> [WHAT TO PRODUCE]
Copy out, word for word, the stretch of the material below from the line containing "Species-survey task: indicate the boat" through the end of the material.
[start]
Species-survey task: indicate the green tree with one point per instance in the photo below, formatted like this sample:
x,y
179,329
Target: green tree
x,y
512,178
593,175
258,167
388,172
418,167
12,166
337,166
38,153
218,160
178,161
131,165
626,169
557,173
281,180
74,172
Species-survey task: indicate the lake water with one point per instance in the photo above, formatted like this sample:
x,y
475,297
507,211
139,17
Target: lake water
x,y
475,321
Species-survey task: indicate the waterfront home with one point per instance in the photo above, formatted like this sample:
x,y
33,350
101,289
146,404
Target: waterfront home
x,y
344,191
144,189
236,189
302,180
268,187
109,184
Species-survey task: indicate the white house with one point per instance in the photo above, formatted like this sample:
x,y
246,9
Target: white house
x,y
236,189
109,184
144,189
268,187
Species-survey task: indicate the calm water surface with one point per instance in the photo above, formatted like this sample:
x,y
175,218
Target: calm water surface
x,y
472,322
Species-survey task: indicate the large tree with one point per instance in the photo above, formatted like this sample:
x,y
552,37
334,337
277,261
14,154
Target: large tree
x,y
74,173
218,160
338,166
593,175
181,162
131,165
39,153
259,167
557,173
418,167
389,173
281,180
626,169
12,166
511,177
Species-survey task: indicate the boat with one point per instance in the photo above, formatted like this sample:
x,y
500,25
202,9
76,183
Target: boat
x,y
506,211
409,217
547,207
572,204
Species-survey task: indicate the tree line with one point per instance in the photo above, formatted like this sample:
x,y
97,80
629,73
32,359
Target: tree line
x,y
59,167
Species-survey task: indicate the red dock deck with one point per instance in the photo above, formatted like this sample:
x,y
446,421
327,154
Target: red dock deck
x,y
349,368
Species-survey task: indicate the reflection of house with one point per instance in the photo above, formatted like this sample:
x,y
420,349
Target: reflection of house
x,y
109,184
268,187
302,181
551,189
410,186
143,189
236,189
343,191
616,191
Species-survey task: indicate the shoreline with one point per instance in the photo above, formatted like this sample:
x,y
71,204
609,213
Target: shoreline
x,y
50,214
[end]
> [RESULT OF THIS EXERCISE]
Species-survey task: indicate the boat with one point per instance in the photo above, formatted like this sample:
x,y
500,25
202,9
76,183
Target: boat
x,y
506,211
409,217
547,207
572,204
Species-survey task: indicate the tree line with one point per instance in the photo above, formatted like this sample:
x,y
97,80
629,73
32,359
Target: tree line
x,y
59,167
Species-survey task: indicate the red dock deck with one point per instance in the photo above, formatted like this sample:
x,y
446,421
327,154
Target: red dock deck
x,y
349,368
Species-survey task: indicate the reflection of house with one point per instance in the photo above, formatted like this sample:
x,y
420,349
Target: reflection of house
x,y
109,184
268,187
302,181
551,189
410,186
143,189
236,189
343,191
616,191
Species-survey task: indicate the shoreline with one point per instance in the photo above, formatted like this sample:
x,y
71,204
609,213
Target: shoreline
x,y
50,214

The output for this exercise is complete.